[Available data Boundary: Start]

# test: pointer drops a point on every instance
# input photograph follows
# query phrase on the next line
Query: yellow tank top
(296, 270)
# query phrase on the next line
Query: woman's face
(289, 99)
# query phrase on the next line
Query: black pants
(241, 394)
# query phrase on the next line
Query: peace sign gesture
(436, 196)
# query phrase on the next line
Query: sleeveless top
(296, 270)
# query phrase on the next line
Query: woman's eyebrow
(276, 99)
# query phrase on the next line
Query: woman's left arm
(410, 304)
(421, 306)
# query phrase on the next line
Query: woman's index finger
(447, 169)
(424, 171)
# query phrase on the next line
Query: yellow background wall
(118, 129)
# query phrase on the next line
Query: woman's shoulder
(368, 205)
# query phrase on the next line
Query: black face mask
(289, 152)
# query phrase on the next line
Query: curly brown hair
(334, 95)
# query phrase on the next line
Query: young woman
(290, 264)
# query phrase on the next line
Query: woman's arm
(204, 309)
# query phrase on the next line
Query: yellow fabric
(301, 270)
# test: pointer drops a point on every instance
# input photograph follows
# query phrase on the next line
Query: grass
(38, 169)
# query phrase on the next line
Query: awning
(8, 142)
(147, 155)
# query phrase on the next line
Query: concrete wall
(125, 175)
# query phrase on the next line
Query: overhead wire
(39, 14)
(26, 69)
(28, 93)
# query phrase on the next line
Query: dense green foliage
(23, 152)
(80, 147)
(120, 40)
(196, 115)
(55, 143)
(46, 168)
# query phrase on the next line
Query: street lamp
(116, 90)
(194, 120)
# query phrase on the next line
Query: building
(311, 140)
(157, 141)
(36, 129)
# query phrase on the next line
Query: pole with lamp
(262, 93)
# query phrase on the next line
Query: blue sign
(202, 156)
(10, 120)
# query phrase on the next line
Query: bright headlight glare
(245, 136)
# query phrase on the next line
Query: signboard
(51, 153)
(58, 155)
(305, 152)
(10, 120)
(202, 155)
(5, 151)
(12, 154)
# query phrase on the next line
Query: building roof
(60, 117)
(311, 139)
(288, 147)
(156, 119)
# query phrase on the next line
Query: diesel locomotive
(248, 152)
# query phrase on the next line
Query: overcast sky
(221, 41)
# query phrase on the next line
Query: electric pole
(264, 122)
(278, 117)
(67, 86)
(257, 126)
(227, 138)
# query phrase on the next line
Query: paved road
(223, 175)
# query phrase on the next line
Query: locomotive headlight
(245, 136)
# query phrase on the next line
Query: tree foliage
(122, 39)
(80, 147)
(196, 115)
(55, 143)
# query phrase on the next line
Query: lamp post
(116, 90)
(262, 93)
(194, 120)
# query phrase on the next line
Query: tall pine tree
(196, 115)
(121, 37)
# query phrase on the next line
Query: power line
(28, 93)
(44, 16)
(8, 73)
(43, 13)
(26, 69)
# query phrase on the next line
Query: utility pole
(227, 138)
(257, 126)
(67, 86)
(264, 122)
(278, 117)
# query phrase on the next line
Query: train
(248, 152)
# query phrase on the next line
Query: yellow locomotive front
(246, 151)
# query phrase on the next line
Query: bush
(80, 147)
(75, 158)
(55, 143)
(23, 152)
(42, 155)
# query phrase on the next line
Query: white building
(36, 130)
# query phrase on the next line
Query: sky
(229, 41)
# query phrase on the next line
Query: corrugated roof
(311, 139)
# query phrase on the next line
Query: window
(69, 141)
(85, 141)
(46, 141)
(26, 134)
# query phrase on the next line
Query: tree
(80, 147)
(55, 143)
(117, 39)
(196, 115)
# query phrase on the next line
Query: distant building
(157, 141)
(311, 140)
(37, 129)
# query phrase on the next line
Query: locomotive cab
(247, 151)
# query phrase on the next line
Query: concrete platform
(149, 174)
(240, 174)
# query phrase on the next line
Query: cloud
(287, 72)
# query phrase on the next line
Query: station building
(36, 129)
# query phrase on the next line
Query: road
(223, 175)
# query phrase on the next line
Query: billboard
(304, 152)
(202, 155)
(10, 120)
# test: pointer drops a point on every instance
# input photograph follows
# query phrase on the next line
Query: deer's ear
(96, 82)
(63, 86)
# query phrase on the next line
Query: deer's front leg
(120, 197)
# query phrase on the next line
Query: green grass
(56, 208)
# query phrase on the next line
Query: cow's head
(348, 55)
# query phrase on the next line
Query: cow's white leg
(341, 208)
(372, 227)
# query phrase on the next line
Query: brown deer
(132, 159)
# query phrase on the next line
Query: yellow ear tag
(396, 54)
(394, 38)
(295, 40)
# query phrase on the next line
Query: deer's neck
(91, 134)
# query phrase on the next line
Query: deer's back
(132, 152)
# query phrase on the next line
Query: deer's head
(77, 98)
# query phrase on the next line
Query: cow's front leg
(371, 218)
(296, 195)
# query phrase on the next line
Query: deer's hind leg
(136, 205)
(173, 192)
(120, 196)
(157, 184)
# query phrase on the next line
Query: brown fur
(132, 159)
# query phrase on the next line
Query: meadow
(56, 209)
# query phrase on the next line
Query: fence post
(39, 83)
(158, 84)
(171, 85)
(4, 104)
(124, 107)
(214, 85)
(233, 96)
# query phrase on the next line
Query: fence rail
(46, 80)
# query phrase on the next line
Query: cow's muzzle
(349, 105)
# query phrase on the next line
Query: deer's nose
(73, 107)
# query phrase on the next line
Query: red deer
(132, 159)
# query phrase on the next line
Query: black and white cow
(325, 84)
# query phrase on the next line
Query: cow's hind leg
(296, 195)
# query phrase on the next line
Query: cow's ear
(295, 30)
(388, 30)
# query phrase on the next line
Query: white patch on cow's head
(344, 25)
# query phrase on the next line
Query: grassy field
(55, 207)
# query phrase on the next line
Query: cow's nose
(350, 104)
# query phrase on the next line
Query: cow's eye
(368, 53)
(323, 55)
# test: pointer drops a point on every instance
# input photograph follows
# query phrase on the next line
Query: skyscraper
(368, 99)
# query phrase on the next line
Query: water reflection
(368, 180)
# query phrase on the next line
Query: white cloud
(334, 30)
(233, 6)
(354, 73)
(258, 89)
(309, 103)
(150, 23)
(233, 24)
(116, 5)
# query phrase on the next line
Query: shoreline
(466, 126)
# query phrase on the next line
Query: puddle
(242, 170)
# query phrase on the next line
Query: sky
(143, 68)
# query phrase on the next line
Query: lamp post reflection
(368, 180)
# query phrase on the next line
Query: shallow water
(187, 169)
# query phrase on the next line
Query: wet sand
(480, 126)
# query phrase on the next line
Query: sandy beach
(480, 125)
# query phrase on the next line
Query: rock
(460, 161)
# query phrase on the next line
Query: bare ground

[Available data Boundary: End]

■ Exercise directions
Return the records above in their entirety, exactly as they appear.

■ Result
# test: pointer drops a point on every instance
# input photograph follows
# query phrase on the next line
Query: yellow tank top
(296, 270)
# query phrase on the next line
Query: woman's face
(289, 99)
# query phrase on the next line
Query: black pants
(241, 394)
# query phrase on the next line
Query: peace sign gesture
(436, 196)
# query phrase on the next line
Query: sleeveless top
(296, 270)
# query phrase on the next line
Query: woman's eyebrow
(276, 99)
# query phrase on the next line
Query: woman's left arm
(410, 304)
(421, 306)
# query phrase on the next line
Query: woman's index finger
(447, 169)
(424, 171)
# query phrase on the next line
Query: yellow background wall
(118, 129)
# query phrase on the next line
Query: woman's shoulder
(368, 205)
# query phrase on the next line
Query: black face mask
(289, 152)
# query phrase on the next line
Query: curly brown hair
(334, 95)
# query phrase on the next line
Query: young woman
(290, 264)
# query phrase on the next line
Query: woman's arm
(204, 309)
# query phrase on the next line
Query: yellow fabric
(301, 270)
# test: pointer drops a point on every instance
# input photograph follows
# query phrase on the next line
Query: grass
(38, 169)
# query phrase on the next line
Query: awning
(8, 142)
(147, 155)
# query phrase on the next line
Query: concrete wall
(125, 175)
# query phrase on the next line
Query: overhead wire
(39, 14)
(26, 69)
(28, 93)
# query phrase on the next line
Query: dense green foliage
(23, 152)
(80, 147)
(120, 40)
(196, 115)
(55, 143)
(46, 168)
# query phrase on the next line
Query: street lamp
(116, 90)
(194, 120)
# query phrase on the next line
Query: building
(311, 140)
(157, 141)
(36, 129)
# query phrase on the next line
Query: pole with lamp
(262, 93)
# query phrase on the next line
Query: blue sign
(202, 156)
(10, 120)
# query phrase on the next line
Query: bright headlight glare
(245, 136)
# query phrase on the next line
Query: signboard
(51, 153)
(58, 155)
(305, 152)
(10, 120)
(202, 155)
(5, 151)
(12, 154)
# query phrase on the next line
Query: building roof
(60, 117)
(311, 139)
(288, 147)
(156, 119)
# query phrase on the next line
Query: diesel locomotive
(248, 152)
# query phrase on the next line
Query: overcast sky
(221, 41)
# query phrase on the next line
Query: electric pole
(264, 122)
(278, 117)
(67, 86)
(257, 126)
(227, 138)
# query phrase on the next line
Query: paved road
(223, 175)
# query phrase on the next line
Query: locomotive headlight
(245, 136)
# query phrase on the next line
Query: tree foliage
(122, 39)
(80, 147)
(196, 115)
(55, 143)
# query phrase on the next line
Query: lamp post
(116, 90)
(262, 93)
(194, 120)
# query phrase on the next line
Query: tall pine tree
(196, 115)
(121, 37)
# query phrase on the next line
Query: power line
(28, 93)
(44, 16)
(8, 73)
(43, 13)
(26, 69)
# query phrase on the next line
Query: utility pole
(227, 138)
(257, 126)
(67, 86)
(264, 122)
(278, 117)
# query phrase on the next line
Query: train
(248, 152)
# query phrase on the next line
Query: yellow locomotive front
(246, 151)
# query phrase on the next line
Query: bush
(80, 147)
(75, 158)
(55, 143)
(23, 152)
(42, 155)
# query phrase on the next line
Query: white building
(36, 130)
# query phrase on the next line
Query: sky
(229, 41)
# query phrase on the next line
Query: corrugated roof
(311, 139)
# query phrase on the next line
Query: window
(69, 141)
(85, 141)
(46, 141)
(26, 134)
# query phrase on the next line
Query: tree
(80, 147)
(55, 143)
(117, 39)
(196, 115)
# query phrase on the next line
Query: distant building
(157, 141)
(311, 140)
(37, 129)
# query phrase on the next line
Query: locomotive cab
(247, 151)
# query phrase on the next line
Query: concrete platform
(149, 174)
(240, 174)
# query phrase on the next line
Query: cloud
(287, 72)
# query phrase on the next line
Query: station building
(36, 129)
# query phrase on the next line
Query: road
(223, 175)
# query phrase on the next line
Query: billboard
(304, 152)
(202, 155)
(10, 120)
# test: pointer drops a point on every instance
# input photograph follows
# query phrase on the next line
Query: deer's ear
(96, 82)
(63, 86)
# query phrase on the next line
Query: deer's front leg
(120, 197)
# query phrase on the next line
Query: green grass
(56, 208)
# query phrase on the next line
Query: cow's head
(348, 55)
# query phrase on the next line
Query: cow's white leg
(341, 208)
(372, 227)
# query phrase on the next line
Query: brown deer
(132, 159)
# query phrase on the next line
Query: yellow ear tag
(396, 54)
(394, 38)
(295, 40)
# query phrase on the next line
Query: deer's neck
(91, 134)
# query phrase on the next line
Query: deer's back
(132, 152)
# query phrase on the next line
Query: deer's head
(77, 98)
# query phrase on the next line
Query: cow's front leg
(371, 218)
(296, 195)
# query phrase on the next line
Query: deer's hind leg
(136, 205)
(173, 192)
(120, 196)
(157, 184)
# query phrase on the next line
Query: brown fur
(132, 159)
# query phrase on the next line
Query: meadow
(56, 209)
# query phrase on the next line
Query: fence post
(39, 83)
(158, 84)
(171, 85)
(4, 104)
(124, 107)
(214, 85)
(233, 96)
# query phrase on the next line
Query: fence rail
(46, 80)
# query phrase on the next line
Query: cow's muzzle
(349, 105)
# query phrase on the next line
Query: deer's nose
(73, 107)
# query phrase on the next line
Query: red deer
(132, 159)
# query phrase on the next line
Query: black and white cow
(325, 84)
# query phrase on the next line
Query: cow's hind leg
(296, 195)
# query phrase on the next line
Query: cow's ear
(295, 30)
(388, 30)
# query phrase on the next line
Query: white patch on cow's head
(344, 25)
# query phrase on the next line
Query: grassy field
(55, 207)
# query phrase on the next line
Query: cow's nose
(350, 104)
# query phrase on the next line
Query: cow's eye
(368, 53)
(323, 55)
# test: pointer drops a point on every instance
# input photograph follows
# query phrase on the next line
Query: skyscraper
(368, 99)
# query phrase on the next line
Query: water reflection
(368, 180)
# query phrase on the next line
Query: white cloud
(334, 30)
(233, 6)
(354, 73)
(258, 89)
(309, 103)
(150, 23)
(233, 24)
(116, 5)
# query phrase on the next line
Query: shoreline
(466, 126)
# query phrase on the next line
Query: puddle
(242, 170)
# query phrase on the next line
Query: sky
(143, 68)
# query phrase on the next line
Query: lamp post reflection
(368, 180)
# query phrase on the next line
Query: shallow water
(187, 169)
# query phrase on the next line
Query: wet sand
(480, 126)
# query phrase on the next line
Query: sandy beach
(480, 125)
# query phrase on the next line
Query: rock
(460, 161)
# query phrase on the next line
Query: bare ground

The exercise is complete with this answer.